Material |
- - - -

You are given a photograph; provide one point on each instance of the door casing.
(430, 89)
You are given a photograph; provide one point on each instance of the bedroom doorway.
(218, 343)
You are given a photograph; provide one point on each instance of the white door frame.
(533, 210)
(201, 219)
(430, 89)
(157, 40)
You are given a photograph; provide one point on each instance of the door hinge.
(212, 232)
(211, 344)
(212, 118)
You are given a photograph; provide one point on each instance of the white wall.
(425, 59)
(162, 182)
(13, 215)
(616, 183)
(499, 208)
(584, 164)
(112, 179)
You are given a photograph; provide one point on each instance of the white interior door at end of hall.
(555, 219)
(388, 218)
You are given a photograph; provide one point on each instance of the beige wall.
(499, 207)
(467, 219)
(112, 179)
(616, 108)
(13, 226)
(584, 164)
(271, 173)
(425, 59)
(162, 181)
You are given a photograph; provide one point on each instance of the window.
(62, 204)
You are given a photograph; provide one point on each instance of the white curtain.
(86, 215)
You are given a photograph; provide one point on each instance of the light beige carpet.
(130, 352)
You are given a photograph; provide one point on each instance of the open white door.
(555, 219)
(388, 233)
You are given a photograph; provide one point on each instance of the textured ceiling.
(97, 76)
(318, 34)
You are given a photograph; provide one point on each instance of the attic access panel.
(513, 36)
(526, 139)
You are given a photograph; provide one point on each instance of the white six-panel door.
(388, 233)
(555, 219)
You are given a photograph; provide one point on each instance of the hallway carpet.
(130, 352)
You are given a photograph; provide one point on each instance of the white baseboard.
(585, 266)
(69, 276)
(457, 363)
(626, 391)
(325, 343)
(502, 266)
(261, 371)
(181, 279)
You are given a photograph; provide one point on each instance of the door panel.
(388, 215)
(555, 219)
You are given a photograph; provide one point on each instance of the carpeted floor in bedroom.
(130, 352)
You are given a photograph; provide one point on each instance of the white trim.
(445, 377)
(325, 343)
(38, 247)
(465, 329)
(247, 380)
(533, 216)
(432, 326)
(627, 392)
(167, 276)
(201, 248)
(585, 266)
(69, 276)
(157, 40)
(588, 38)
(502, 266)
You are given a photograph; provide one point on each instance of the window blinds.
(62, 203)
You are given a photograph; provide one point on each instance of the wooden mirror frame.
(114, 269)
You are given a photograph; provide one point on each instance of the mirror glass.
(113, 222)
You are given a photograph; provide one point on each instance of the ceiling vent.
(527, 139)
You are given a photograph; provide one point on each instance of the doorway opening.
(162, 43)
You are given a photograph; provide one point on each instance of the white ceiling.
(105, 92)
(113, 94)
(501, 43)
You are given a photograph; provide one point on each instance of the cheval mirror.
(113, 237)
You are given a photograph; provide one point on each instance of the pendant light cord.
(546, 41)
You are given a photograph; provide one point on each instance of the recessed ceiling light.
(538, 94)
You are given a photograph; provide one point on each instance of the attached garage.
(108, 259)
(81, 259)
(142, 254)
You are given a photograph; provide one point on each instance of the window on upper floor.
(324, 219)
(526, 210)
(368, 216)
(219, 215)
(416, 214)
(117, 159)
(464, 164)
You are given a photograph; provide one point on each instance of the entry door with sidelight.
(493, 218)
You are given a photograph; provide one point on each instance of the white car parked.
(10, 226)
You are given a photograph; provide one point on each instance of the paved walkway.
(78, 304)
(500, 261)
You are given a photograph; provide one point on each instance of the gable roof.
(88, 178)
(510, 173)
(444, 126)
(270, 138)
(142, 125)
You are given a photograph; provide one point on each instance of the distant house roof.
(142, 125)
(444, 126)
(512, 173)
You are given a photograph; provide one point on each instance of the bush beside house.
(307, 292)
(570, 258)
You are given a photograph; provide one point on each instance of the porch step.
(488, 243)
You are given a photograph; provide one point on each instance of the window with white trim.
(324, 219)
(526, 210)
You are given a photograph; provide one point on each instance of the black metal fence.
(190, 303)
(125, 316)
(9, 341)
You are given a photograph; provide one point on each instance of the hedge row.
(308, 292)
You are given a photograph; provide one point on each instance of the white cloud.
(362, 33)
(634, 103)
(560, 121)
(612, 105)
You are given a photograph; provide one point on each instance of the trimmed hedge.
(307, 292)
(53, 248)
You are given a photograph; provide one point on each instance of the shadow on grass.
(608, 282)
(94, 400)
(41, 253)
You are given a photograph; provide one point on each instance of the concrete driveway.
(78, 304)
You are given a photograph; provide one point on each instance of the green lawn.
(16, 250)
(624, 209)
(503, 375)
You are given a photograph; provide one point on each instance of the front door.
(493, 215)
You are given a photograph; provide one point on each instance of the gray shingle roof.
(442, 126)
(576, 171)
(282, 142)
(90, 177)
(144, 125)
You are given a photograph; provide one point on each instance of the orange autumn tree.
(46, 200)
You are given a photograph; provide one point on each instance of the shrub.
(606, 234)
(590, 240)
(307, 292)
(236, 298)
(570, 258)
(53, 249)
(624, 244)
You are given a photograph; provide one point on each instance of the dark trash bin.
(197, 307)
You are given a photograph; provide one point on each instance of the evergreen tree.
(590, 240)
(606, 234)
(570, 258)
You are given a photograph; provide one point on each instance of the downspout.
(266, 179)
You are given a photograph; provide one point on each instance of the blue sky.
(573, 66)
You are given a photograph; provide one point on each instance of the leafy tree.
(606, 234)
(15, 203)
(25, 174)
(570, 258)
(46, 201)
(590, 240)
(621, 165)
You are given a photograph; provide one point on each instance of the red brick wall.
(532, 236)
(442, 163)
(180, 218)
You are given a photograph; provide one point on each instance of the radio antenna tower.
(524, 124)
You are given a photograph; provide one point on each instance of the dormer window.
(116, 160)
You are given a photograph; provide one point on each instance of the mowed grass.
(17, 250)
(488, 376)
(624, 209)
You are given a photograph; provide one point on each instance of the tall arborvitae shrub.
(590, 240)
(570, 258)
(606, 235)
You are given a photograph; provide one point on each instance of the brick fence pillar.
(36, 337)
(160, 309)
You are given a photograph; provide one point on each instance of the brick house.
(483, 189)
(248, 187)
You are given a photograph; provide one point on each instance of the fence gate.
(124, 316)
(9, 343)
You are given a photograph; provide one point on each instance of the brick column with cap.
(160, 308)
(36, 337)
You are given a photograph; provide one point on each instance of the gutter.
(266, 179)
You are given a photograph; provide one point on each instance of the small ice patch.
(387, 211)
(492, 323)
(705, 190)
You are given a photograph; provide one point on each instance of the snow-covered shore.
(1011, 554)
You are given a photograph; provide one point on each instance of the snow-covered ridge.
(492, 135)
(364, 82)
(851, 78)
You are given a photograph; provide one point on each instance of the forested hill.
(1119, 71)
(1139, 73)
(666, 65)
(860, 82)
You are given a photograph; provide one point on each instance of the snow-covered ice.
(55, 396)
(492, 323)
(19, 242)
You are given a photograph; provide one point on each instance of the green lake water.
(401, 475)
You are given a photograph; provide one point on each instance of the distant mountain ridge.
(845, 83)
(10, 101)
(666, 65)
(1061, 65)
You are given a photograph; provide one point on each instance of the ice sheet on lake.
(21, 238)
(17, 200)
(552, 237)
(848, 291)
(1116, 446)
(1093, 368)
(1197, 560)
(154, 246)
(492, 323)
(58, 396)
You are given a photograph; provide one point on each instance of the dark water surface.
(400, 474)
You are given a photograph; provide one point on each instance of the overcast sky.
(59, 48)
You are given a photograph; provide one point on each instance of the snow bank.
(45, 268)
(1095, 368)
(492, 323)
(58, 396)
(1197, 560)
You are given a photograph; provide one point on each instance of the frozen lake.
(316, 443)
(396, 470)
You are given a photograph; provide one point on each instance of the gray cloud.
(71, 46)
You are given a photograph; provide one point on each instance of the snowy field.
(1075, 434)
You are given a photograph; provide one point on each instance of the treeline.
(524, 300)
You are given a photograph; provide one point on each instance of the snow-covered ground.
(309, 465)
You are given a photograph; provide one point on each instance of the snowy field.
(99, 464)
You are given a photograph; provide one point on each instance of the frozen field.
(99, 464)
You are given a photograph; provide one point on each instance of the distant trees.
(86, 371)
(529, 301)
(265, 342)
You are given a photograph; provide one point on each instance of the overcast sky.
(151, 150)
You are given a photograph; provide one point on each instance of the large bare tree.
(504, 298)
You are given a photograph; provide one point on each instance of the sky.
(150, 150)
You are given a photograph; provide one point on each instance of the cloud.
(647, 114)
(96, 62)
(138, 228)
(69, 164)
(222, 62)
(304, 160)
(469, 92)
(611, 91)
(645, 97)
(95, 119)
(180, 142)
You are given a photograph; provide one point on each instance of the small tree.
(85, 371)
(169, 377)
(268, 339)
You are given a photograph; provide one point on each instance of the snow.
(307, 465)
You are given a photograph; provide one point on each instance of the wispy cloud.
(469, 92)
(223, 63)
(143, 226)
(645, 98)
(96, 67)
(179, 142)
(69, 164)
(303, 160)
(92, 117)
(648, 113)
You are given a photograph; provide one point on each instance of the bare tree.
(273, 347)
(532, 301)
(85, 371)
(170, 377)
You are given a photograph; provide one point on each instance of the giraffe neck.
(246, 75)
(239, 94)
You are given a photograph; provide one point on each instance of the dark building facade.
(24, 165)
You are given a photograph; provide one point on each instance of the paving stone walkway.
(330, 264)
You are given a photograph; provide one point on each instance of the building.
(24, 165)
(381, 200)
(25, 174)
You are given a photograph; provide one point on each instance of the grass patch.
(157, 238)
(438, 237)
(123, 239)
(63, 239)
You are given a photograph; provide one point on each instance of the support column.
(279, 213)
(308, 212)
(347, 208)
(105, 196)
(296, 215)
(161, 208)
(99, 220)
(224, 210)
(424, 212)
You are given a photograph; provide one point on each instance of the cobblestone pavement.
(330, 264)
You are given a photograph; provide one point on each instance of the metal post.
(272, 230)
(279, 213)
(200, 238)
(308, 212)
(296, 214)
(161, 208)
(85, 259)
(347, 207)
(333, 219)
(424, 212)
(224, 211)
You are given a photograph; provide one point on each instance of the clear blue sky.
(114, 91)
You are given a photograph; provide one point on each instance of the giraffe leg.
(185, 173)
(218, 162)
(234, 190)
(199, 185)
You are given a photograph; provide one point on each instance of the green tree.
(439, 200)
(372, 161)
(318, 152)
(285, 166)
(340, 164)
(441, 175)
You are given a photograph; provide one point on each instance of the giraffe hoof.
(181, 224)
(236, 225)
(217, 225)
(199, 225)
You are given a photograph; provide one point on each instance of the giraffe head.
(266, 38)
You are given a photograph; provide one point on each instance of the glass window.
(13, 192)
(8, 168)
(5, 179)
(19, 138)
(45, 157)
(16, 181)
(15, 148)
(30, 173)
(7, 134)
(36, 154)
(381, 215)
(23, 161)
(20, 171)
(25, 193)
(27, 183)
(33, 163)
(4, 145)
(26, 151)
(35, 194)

- - - -

Take everything from the line containing "the green tree." down to the last of the items and write it out again, changing "giraffe" to "zebra" and leaving everything else as it is.

You are given a photograph; provide one point on each instance of the green tree.
(439, 200)
(372, 161)
(318, 152)
(285, 166)
(340, 164)
(441, 175)
You are given a photograph; provide one point on each instance of the zebra hoof.
(181, 224)
(236, 225)
(217, 225)
(199, 225)
You are given a photograph; provide one point on each instance of the zebra head.
(266, 38)
You are given a photograph; provide one point on each instance of the glass window.
(13, 192)
(8, 168)
(5, 179)
(19, 138)
(45, 157)
(16, 181)
(15, 148)
(30, 173)
(7, 134)
(36, 154)
(381, 215)
(23, 161)
(20, 171)
(25, 193)
(27, 183)
(33, 163)
(4, 145)
(26, 151)
(35, 194)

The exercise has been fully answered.